[START OF The data]

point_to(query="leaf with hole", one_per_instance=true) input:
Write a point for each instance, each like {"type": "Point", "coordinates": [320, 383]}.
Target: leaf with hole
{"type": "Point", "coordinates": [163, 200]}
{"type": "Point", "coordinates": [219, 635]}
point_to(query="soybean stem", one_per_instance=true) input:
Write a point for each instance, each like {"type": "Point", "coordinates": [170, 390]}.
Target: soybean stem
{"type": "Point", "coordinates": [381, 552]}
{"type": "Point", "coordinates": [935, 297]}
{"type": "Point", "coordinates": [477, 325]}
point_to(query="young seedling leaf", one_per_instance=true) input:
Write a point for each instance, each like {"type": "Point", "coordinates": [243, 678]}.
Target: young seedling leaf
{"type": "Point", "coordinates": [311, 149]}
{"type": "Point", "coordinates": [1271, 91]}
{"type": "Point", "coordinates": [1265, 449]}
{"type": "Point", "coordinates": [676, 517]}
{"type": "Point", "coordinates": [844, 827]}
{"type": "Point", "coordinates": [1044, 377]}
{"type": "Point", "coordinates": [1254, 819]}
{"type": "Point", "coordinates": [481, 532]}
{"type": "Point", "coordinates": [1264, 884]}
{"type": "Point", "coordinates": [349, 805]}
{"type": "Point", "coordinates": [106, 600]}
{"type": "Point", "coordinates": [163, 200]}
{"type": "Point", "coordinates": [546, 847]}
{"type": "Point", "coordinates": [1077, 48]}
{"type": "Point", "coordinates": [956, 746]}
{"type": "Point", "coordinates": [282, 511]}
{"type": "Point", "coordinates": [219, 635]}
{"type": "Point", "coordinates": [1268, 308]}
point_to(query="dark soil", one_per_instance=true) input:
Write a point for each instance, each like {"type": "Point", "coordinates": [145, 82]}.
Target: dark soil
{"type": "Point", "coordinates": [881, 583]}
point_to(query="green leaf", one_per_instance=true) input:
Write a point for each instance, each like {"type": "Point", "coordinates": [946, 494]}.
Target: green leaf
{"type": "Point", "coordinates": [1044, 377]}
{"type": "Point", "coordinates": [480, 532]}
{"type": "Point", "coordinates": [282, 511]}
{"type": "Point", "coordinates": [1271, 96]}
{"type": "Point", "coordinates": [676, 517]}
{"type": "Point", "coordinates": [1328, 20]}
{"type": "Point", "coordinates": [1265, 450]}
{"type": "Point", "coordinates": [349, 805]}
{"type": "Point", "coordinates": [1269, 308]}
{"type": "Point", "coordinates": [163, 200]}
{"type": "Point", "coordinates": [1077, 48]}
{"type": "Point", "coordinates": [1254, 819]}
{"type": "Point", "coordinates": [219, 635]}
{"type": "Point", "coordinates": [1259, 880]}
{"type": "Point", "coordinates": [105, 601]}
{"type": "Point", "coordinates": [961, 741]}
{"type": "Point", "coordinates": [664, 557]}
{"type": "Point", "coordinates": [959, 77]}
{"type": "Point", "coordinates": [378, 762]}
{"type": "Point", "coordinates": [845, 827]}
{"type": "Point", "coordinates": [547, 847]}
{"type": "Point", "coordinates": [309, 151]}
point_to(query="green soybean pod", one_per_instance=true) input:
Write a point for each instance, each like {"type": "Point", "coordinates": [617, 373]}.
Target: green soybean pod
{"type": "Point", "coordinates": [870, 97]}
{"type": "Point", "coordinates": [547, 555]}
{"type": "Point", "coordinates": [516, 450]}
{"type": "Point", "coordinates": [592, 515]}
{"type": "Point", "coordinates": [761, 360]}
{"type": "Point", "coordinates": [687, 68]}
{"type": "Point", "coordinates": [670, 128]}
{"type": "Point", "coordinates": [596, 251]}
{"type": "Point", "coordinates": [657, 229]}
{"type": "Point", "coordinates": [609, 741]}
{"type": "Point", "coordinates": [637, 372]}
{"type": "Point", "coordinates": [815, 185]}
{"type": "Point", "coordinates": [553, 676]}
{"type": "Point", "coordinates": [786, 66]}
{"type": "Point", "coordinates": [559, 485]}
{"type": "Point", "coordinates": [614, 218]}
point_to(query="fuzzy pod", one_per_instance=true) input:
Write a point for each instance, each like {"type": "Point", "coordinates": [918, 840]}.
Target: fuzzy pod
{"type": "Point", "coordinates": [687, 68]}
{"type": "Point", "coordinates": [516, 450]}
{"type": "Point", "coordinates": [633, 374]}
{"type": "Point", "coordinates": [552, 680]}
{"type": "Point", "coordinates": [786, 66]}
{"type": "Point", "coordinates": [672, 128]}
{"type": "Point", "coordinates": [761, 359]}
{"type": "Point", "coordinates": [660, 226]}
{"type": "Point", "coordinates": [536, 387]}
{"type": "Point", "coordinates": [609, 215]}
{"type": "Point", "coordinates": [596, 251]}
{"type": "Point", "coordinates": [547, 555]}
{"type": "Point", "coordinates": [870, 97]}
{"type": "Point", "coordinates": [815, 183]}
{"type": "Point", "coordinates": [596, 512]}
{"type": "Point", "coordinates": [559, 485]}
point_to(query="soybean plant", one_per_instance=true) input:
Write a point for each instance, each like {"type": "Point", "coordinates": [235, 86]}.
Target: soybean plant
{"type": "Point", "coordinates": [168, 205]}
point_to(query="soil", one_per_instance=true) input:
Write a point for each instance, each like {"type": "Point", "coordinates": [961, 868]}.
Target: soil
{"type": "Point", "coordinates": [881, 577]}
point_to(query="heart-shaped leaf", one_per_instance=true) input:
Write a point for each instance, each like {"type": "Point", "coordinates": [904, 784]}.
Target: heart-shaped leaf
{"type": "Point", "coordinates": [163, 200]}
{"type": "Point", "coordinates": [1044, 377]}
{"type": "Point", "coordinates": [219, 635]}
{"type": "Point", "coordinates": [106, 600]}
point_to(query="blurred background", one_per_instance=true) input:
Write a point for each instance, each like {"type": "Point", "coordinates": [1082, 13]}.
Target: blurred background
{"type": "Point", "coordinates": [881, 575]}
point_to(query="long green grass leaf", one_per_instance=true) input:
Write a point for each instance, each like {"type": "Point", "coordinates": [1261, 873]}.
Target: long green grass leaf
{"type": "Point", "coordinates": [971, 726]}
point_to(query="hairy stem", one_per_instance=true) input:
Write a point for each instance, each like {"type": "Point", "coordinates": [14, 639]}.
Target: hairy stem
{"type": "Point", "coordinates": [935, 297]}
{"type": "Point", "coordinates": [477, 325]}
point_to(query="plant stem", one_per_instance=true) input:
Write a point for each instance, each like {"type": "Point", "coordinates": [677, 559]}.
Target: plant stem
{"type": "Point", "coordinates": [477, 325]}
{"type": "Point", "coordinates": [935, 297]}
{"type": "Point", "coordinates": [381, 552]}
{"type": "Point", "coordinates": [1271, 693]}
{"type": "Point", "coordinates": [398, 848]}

[END OF The data]

Problem details: Extract every record and return it verbatim.

Response for this exercise:
point_to(query="leaf with hole", one_per_instance=true) input:
Write a point for each instance, each like {"type": "Point", "coordinates": [320, 383]}.
Target: leaf with hole
{"type": "Point", "coordinates": [163, 200]}
{"type": "Point", "coordinates": [219, 635]}
point_to(query="soybean stem", one_per_instance=true) input:
Write a point for each instance, each like {"type": "Point", "coordinates": [170, 390]}.
Target: soybean stem
{"type": "Point", "coordinates": [381, 552]}
{"type": "Point", "coordinates": [935, 297]}
{"type": "Point", "coordinates": [477, 325]}
point_to(query="young seedling leaf", one_per_instance=true) input:
Write a point for each instance, each like {"type": "Point", "coordinates": [243, 678]}.
Target: young seedling leaf
{"type": "Point", "coordinates": [311, 149]}
{"type": "Point", "coordinates": [1271, 91]}
{"type": "Point", "coordinates": [1265, 449]}
{"type": "Point", "coordinates": [676, 517]}
{"type": "Point", "coordinates": [844, 827]}
{"type": "Point", "coordinates": [1044, 377]}
{"type": "Point", "coordinates": [1254, 819]}
{"type": "Point", "coordinates": [481, 532]}
{"type": "Point", "coordinates": [1264, 884]}
{"type": "Point", "coordinates": [349, 805]}
{"type": "Point", "coordinates": [106, 600]}
{"type": "Point", "coordinates": [163, 200]}
{"type": "Point", "coordinates": [546, 847]}
{"type": "Point", "coordinates": [1077, 48]}
{"type": "Point", "coordinates": [956, 746]}
{"type": "Point", "coordinates": [282, 511]}
{"type": "Point", "coordinates": [219, 635]}
{"type": "Point", "coordinates": [1268, 308]}
point_to(query="dark soil", one_per_instance=true) input:
Write a point for each instance, each like {"type": "Point", "coordinates": [145, 82]}.
Target: dark soil
{"type": "Point", "coordinates": [881, 583]}
point_to(query="green leaf", one_per_instance=true) input:
Write a point for each instance, each like {"type": "Point", "coordinates": [946, 494]}.
Target: green leaf
{"type": "Point", "coordinates": [1044, 377]}
{"type": "Point", "coordinates": [480, 532]}
{"type": "Point", "coordinates": [282, 511]}
{"type": "Point", "coordinates": [1271, 96]}
{"type": "Point", "coordinates": [676, 517]}
{"type": "Point", "coordinates": [1328, 20]}
{"type": "Point", "coordinates": [1265, 450]}
{"type": "Point", "coordinates": [349, 805]}
{"type": "Point", "coordinates": [1269, 308]}
{"type": "Point", "coordinates": [163, 200]}
{"type": "Point", "coordinates": [1077, 48]}
{"type": "Point", "coordinates": [1254, 819]}
{"type": "Point", "coordinates": [219, 635]}
{"type": "Point", "coordinates": [1259, 880]}
{"type": "Point", "coordinates": [105, 601]}
{"type": "Point", "coordinates": [961, 741]}
{"type": "Point", "coordinates": [664, 557]}
{"type": "Point", "coordinates": [959, 77]}
{"type": "Point", "coordinates": [378, 762]}
{"type": "Point", "coordinates": [845, 827]}
{"type": "Point", "coordinates": [547, 847]}
{"type": "Point", "coordinates": [309, 151]}
point_to(query="green soybean pod", one_per_instance=true) input:
Write a point for each instance, each like {"type": "Point", "coordinates": [617, 373]}.
Target: green soybean pod
{"type": "Point", "coordinates": [870, 97]}
{"type": "Point", "coordinates": [547, 555]}
{"type": "Point", "coordinates": [516, 450]}
{"type": "Point", "coordinates": [592, 515]}
{"type": "Point", "coordinates": [761, 360]}
{"type": "Point", "coordinates": [687, 68]}
{"type": "Point", "coordinates": [670, 128]}
{"type": "Point", "coordinates": [596, 251]}
{"type": "Point", "coordinates": [657, 229]}
{"type": "Point", "coordinates": [609, 741]}
{"type": "Point", "coordinates": [637, 372]}
{"type": "Point", "coordinates": [815, 185]}
{"type": "Point", "coordinates": [553, 676]}
{"type": "Point", "coordinates": [786, 66]}
{"type": "Point", "coordinates": [559, 485]}
{"type": "Point", "coordinates": [614, 218]}
point_to(query="fuzzy pod", one_per_instance=true) input:
Write a point for each instance, each like {"type": "Point", "coordinates": [918, 840]}.
Target: fuzzy pod
{"type": "Point", "coordinates": [687, 68]}
{"type": "Point", "coordinates": [516, 450]}
{"type": "Point", "coordinates": [633, 374]}
{"type": "Point", "coordinates": [552, 680]}
{"type": "Point", "coordinates": [786, 66]}
{"type": "Point", "coordinates": [672, 128]}
{"type": "Point", "coordinates": [761, 359]}
{"type": "Point", "coordinates": [660, 226]}
{"type": "Point", "coordinates": [536, 387]}
{"type": "Point", "coordinates": [609, 215]}
{"type": "Point", "coordinates": [596, 251]}
{"type": "Point", "coordinates": [547, 555]}
{"type": "Point", "coordinates": [870, 97]}
{"type": "Point", "coordinates": [815, 183]}
{"type": "Point", "coordinates": [596, 512]}
{"type": "Point", "coordinates": [559, 485]}
point_to(query="soybean plant", one_per_instance=true) input:
Write a point for each instance, each like {"type": "Point", "coordinates": [235, 86]}.
Target: soybean plant
{"type": "Point", "coordinates": [168, 205]}
point_to(query="soil", one_per_instance=true) input:
Write a point for each instance, each like {"type": "Point", "coordinates": [961, 868]}.
Target: soil
{"type": "Point", "coordinates": [881, 577]}
point_to(query="heart-shaped leaf", one_per_instance=true) input:
Write a point for each instance, each like {"type": "Point", "coordinates": [904, 784]}.
Target: heart-shaped leaf
{"type": "Point", "coordinates": [163, 200]}
{"type": "Point", "coordinates": [1044, 377]}
{"type": "Point", "coordinates": [219, 635]}
{"type": "Point", "coordinates": [106, 600]}
point_to(query="blurred background", one_per_instance=true) input:
Write a point for each instance, each like {"type": "Point", "coordinates": [1082, 13]}.
Target: blurred background
{"type": "Point", "coordinates": [881, 575]}
point_to(query="long green grass leaf", one_per_instance=true) input:
Write a point for each instance, each like {"type": "Point", "coordinates": [1261, 873]}.
Target: long green grass leaf
{"type": "Point", "coordinates": [971, 726]}
point_to(query="hairy stem", one_per_instance=true) input:
Write a point for each instance, each like {"type": "Point", "coordinates": [14, 639]}.
Target: hairy stem
{"type": "Point", "coordinates": [935, 297]}
{"type": "Point", "coordinates": [477, 325]}
point_to(query="plant stem", one_per_instance=true) input:
Write a point for each instance, each like {"type": "Point", "coordinates": [677, 559]}.
Target: plant stem
{"type": "Point", "coordinates": [477, 325]}
{"type": "Point", "coordinates": [935, 297]}
{"type": "Point", "coordinates": [381, 552]}
{"type": "Point", "coordinates": [1271, 693]}
{"type": "Point", "coordinates": [398, 848]}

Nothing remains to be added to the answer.